Your task.
Reproduce every one of the following entries word for word, omitting the pictures from your answer.

(Records of labeled points)
* Start *

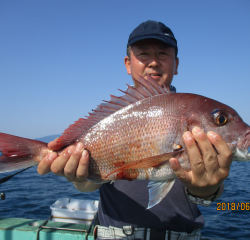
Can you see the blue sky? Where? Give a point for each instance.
(59, 59)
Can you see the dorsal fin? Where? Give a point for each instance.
(148, 88)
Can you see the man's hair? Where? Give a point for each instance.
(129, 51)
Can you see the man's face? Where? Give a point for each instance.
(152, 57)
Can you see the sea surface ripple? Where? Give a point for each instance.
(29, 195)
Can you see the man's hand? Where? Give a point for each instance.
(208, 167)
(72, 164)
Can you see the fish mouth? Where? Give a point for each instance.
(241, 148)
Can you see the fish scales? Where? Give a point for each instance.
(133, 136)
(140, 130)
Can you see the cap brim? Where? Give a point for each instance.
(168, 40)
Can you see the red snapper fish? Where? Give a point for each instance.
(133, 137)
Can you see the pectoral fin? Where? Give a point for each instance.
(154, 161)
(158, 190)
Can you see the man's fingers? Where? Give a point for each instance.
(45, 164)
(179, 171)
(54, 145)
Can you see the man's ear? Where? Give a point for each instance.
(127, 64)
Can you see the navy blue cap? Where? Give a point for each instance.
(155, 30)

* End *

Reply to the task.
Can you see the blue sky? Where? Give a point for each instance.
(59, 59)
Can you see the dorsal fin? Where? Give a point for each instance.
(148, 88)
Can you see the man's hair? Where? Give a point for each instance.
(129, 51)
Can you see the man's face? Where? Give a point for each instance.
(152, 57)
Can you see the sea surface ripple? Where? Give a point for each instance.
(29, 195)
Can you see the man's hand? Where? Give a point for each instance.
(208, 167)
(72, 164)
Can you see the fish mouth? Where? Give a point for each instance.
(241, 148)
Can you see the fish scales? Where? Give a point for each instance.
(133, 136)
(140, 130)
Can you see the cap brim? Where? Give a point for each instance.
(168, 40)
Can you see the red snapper fish? Where? Give a point for each instance.
(133, 137)
Can you see the pectoral fin? Where? Give a point for each instance.
(154, 161)
(158, 190)
Can you see the man's fingers? Where? Give a point for each instance.
(45, 164)
(179, 171)
(54, 145)
Can you see the man's ear? Where? Give a point for each instance.
(127, 64)
Can you see the navy blue cap? Where? Give a point for each instance.
(155, 30)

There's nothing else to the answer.